*GOAL*
How many lines in the listing below contain the string "segment", with case counting? Reply with the number only.

*DATASET RECORDS*
━━━━━━━━━━━━━━━━
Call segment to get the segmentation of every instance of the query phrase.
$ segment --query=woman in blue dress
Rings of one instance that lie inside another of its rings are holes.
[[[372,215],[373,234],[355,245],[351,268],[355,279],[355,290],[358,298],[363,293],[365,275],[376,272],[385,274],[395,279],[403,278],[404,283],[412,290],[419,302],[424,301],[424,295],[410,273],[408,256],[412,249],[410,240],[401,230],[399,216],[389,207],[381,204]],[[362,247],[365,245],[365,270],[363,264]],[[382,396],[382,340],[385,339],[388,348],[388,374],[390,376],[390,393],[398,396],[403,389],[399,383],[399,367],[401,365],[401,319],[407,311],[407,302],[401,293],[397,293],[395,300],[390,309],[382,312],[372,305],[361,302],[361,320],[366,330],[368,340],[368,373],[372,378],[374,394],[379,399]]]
━━━━━━━━━━━━━━━━
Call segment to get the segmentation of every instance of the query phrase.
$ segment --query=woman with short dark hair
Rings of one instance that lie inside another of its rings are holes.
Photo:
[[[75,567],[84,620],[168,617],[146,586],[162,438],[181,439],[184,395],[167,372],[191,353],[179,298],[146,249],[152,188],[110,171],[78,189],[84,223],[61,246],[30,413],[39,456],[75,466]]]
━━━━━━━━━━━━━━━━
*COMPLETED TASK*
4